▶ [Entries from a dataset]:
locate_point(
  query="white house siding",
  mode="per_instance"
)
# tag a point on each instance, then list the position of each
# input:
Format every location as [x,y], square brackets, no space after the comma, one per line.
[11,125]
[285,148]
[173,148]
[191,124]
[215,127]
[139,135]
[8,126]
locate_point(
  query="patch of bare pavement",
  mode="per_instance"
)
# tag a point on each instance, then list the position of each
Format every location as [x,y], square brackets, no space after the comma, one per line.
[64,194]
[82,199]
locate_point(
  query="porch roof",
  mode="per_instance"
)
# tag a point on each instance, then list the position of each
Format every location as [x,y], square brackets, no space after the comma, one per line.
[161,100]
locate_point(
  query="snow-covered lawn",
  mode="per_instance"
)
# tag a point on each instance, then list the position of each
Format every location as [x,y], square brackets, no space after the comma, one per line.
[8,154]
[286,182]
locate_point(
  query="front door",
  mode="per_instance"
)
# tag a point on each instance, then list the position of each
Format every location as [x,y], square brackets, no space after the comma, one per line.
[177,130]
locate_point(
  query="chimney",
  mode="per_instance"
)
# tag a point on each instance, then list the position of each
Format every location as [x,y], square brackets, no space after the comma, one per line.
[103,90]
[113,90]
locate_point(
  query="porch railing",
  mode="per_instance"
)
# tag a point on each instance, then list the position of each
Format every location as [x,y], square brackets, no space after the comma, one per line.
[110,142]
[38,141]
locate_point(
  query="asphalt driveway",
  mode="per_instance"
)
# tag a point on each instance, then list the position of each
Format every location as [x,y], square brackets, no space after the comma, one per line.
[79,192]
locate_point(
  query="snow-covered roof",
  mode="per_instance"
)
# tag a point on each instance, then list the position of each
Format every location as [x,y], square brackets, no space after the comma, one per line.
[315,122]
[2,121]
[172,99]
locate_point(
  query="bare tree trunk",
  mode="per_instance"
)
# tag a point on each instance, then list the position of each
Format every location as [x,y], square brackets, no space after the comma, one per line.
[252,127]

▶ [Short task]: Your task is to retype all the records above with nothing left out.

▶ [Exercise answer]:
locate_point(
  query="white house siding",
  mode="per_instance"
)
# tag a point on each instance, then list the position of each
# input:
Format every location as [x,y], square brackets, no space after the comma, one per line.
[11,125]
[285,148]
[173,148]
[191,124]
[215,127]
[139,135]
[8,126]
locate_point(
  query="patch of bare pavement",
  mode="per_instance"
)
# tag a point on each instance, then list the position of each
Format every location as [x,y], square brackets, no space after the comma, one per line.
[64,194]
[82,199]
locate_point(
  query="porch roof",
  mode="per_instance"
)
# tag a point on each instance, then list the position of each
Format every location as [x,y], square brackets, no space after the comma, one per line.
[161,100]
locate_point(
  query="snow-covered lawn",
  mode="per_instance"
)
# tag a point on each instance, then list the position of each
Format every location as [x,y], square brackets, no space after the comma, one per line.
[8,154]
[286,182]
locate_point(
  query="front door",
  mode="per_instance"
)
# tag a point on each instance, then list the position of each
Format every location as [x,y], square brackets, no space after the comma, one per line.
[177,130]
locate_point(
  query="chimney",
  mode="per_instance"
)
# tag a point on each instance, then list the position of each
Format every location as [x,y], square brackets, no space after the comma, one per line.
[103,90]
[113,90]
locate_point(
  query="porch railing",
  mode="per_instance"
)
# tag a point on each instance, then list the position of each
Format every location as [x,y], square brackets, no space after the comma, one per line.
[110,142]
[38,141]
locate_point(
  query="asphalt driveway",
  mode="per_instance"
)
# tag a point on each instance, then list the position of each
Format every location as [x,y], square brackets, no space after the comma, one per line.
[79,192]
locate_point(
  query="snow-covered roof",
  mode="per_instance"
)
# tag a point on each instance, then list the position of each
Format every location as [x,y], square brackets, no space after the comma, one per line.
[315,122]
[2,121]
[172,99]
locate_point(
  query="bare tree trunk",
  mode="per_instance"
)
# tag a point on each instance, then list the position of each
Format every location as [x,y], square brackets, no space after the comma, one per line.
[252,127]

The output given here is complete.